Output the entries that follow, word for word.

++++ Supplied data ++++

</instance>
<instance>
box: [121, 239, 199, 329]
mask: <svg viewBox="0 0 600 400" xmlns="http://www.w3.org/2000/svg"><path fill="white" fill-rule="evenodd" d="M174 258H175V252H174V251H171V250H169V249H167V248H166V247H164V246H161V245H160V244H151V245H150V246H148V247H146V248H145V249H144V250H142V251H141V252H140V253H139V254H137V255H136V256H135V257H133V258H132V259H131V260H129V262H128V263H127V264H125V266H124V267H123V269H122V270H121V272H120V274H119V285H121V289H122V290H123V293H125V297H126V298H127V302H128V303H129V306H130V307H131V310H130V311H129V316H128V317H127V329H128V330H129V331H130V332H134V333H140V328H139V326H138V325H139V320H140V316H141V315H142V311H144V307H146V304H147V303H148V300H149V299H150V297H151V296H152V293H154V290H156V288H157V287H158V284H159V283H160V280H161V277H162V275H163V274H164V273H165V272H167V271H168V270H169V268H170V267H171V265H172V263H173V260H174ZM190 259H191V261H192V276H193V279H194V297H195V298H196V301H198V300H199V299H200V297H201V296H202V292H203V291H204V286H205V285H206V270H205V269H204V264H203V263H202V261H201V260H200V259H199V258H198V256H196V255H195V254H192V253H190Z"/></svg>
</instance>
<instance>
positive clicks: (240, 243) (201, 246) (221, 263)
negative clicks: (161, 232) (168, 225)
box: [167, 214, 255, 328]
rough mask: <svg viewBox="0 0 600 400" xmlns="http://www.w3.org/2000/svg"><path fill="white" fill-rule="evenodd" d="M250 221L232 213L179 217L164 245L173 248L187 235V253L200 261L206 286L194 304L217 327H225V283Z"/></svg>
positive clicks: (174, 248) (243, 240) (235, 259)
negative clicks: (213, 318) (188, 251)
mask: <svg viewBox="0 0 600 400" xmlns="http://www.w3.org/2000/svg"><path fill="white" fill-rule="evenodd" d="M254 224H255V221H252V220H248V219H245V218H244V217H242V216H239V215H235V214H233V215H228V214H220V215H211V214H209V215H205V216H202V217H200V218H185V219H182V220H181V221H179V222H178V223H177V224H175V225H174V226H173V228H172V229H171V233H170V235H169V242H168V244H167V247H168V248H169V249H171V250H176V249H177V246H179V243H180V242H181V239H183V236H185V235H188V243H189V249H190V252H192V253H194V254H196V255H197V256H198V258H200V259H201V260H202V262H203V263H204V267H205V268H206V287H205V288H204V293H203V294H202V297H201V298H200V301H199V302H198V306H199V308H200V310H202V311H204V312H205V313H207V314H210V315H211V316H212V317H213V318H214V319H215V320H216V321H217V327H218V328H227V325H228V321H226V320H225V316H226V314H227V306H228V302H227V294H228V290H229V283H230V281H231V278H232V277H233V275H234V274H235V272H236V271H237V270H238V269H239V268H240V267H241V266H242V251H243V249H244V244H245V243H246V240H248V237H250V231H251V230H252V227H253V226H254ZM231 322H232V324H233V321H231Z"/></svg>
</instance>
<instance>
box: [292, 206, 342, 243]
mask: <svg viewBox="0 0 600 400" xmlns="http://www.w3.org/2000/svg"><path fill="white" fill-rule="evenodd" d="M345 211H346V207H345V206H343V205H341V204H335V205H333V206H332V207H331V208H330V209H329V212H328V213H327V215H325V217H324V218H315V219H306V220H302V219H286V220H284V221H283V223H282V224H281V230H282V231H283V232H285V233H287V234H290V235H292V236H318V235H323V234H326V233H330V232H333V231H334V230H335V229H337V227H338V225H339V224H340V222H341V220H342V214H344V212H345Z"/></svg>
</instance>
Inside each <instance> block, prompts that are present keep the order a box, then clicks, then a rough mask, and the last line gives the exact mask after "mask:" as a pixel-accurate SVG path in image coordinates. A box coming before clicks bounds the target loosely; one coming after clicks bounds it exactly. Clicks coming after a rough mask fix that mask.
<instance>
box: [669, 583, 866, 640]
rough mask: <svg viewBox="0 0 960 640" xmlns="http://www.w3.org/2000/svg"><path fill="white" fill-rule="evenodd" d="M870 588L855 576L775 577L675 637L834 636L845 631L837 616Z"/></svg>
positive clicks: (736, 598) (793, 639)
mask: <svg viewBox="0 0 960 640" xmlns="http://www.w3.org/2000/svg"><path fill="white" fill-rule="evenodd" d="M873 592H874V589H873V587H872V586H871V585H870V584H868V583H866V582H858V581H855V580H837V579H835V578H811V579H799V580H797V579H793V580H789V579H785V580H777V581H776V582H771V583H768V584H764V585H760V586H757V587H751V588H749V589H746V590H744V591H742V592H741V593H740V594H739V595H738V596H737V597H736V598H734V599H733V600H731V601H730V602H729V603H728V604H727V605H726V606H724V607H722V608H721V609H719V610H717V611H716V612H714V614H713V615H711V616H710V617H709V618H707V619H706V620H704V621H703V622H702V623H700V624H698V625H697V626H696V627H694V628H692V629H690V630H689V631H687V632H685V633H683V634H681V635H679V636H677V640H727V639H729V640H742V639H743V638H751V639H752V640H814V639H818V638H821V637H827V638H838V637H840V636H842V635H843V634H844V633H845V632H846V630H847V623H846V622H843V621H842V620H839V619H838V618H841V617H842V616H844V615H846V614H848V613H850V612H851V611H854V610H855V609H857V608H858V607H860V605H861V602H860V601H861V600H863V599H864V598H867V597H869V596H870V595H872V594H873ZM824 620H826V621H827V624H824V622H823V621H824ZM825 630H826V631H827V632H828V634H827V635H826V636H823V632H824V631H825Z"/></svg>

++++

**Solution below:**
</instance>
<instance>
box: [121, 239, 199, 329]
mask: <svg viewBox="0 0 600 400" xmlns="http://www.w3.org/2000/svg"><path fill="white" fill-rule="evenodd" d="M174 258H175V252H174V251H171V250H169V249H167V248H166V247H164V246H161V245H160V244H151V245H150V246H148V247H146V248H145V249H144V250H142V251H141V252H140V253H139V254H137V255H136V256H135V257H133V258H132V259H131V260H129V262H128V263H127V264H125V266H124V267H123V269H122V270H121V272H120V274H119V285H121V289H122V290H123V293H125V297H126V298H127V302H128V303H129V306H130V307H131V310H130V311H129V316H128V317H127V329H128V330H129V331H130V332H134V333H140V328H139V326H138V325H139V320H140V316H141V315H142V311H144V307H146V304H147V303H148V300H149V299H150V297H151V296H152V293H154V290H156V288H157V287H158V284H159V283H160V280H161V277H162V275H163V274H164V273H165V272H167V271H168V270H169V268H170V267H171V265H172V263H173V260H174ZM190 259H191V261H192V276H193V279H194V297H195V298H196V301H198V300H199V299H200V297H201V296H202V292H203V291H204V286H205V285H206V270H205V269H204V264H203V263H202V261H201V260H200V259H199V258H198V256H196V255H195V254H192V253H190Z"/></svg>
</instance>
<instance>
positive clicks: (240, 243) (201, 246) (221, 263)
negative clicks: (161, 232) (168, 225)
box: [167, 214, 255, 328]
rough mask: <svg viewBox="0 0 600 400" xmlns="http://www.w3.org/2000/svg"><path fill="white" fill-rule="evenodd" d="M250 221L232 213L179 217L164 245L173 248L187 235V253L200 261L206 286L194 304L217 327H225V283Z"/></svg>
positive clicks: (174, 248) (243, 240) (235, 259)
negative clicks: (213, 318) (188, 251)
mask: <svg viewBox="0 0 600 400" xmlns="http://www.w3.org/2000/svg"><path fill="white" fill-rule="evenodd" d="M254 224H255V221H252V220H248V219H245V218H244V217H242V216H239V215H235V214H233V215H228V214H220V215H211V214H209V215H205V216H202V217H200V218H185V219H182V220H181V221H179V222H178V223H177V224H175V225H174V226H173V228H172V229H171V233H170V235H169V242H168V244H167V247H168V248H169V249H171V250H176V249H177V246H179V243H180V242H181V239H183V236H185V235H188V243H189V249H190V252H192V253H194V254H196V255H197V256H198V258H200V259H201V260H202V262H203V263H204V267H205V268H206V287H205V288H204V293H203V294H202V297H201V298H200V301H199V302H198V306H199V308H200V310H202V311H204V312H205V313H207V314H210V315H211V316H212V317H213V318H214V319H215V320H216V321H217V327H218V328H227V325H228V321H226V320H225V316H226V314H227V306H228V302H227V294H228V290H229V283H230V281H231V278H232V277H233V275H234V274H235V272H236V271H237V270H238V269H239V268H240V267H241V266H242V251H243V249H244V244H245V243H246V240H248V237H250V231H251V230H252V227H253V226H254ZM231 322H232V324H233V321H231Z"/></svg>
</instance>
<instance>
box: [292, 206, 342, 243]
mask: <svg viewBox="0 0 600 400" xmlns="http://www.w3.org/2000/svg"><path fill="white" fill-rule="evenodd" d="M345 211H346V207H345V206H343V205H341V204H335V205H333V206H332V207H331V208H330V209H329V212H328V213H327V215H325V217H324V218H315V219H306V220H302V219H286V220H284V221H283V223H282V224H281V230H282V231H283V232H285V233H287V234H290V235H292V236H318V235H323V234H326V233H330V232H333V231H334V230H335V229H337V227H338V225H339V224H340V222H341V220H342V214H344V212H345Z"/></svg>
</instance>
Inside each <instance> block, prompts that are present keep the order a box, then clicks, then a rough mask, and the last line gives the exact mask after "mask:" as a pixel-accurate SVG path in image coordinates. A box coming before clicks bounds the target loosely; one coming after clicks bounds it exactly. Clicks coming after a rough mask fix that mask.
<instance>
box: [669, 583, 866, 640]
rough mask: <svg viewBox="0 0 960 640" xmlns="http://www.w3.org/2000/svg"><path fill="white" fill-rule="evenodd" d="M870 588L855 576L775 577L675 637L834 636L845 631L837 616Z"/></svg>
positive clicks: (736, 598) (793, 639)
mask: <svg viewBox="0 0 960 640" xmlns="http://www.w3.org/2000/svg"><path fill="white" fill-rule="evenodd" d="M873 592H874V589H873V587H872V586H871V585H870V584H868V583H866V582H858V581H855V580H837V579H835V578H811V579H799V580H797V579H793V580H789V579H785V580H777V581H776V582H771V583H768V584H764V585H760V586H757V587H751V588H749V589H746V590H744V591H742V592H741V593H740V594H739V595H738V596H737V597H736V598H734V599H733V600H731V601H730V602H729V603H728V604H727V605H726V606H724V607H722V608H721V609H719V610H717V611H716V612H714V614H713V615H711V616H710V617H709V618H707V619H706V620H704V621H703V622H702V623H700V624H698V625H697V626H696V627H694V628H692V629H690V630H689V631H687V632H685V633H683V634H681V635H679V636H677V640H727V639H729V640H742V639H743V638H751V639H752V640H814V639H818V638H821V637H827V638H838V637H840V636H842V635H843V634H844V633H845V632H846V630H847V623H846V622H843V621H842V620H839V619H838V618H841V617H842V616H844V615H846V614H848V613H850V612H851V611H854V610H855V609H857V608H858V607H860V605H861V602H860V601H861V600H863V599H864V598H867V597H869V596H870V595H872V594H873ZM824 620H826V621H827V624H824V622H823V621H824ZM825 630H826V631H827V632H828V634H827V635H826V636H823V632H824V631H825Z"/></svg>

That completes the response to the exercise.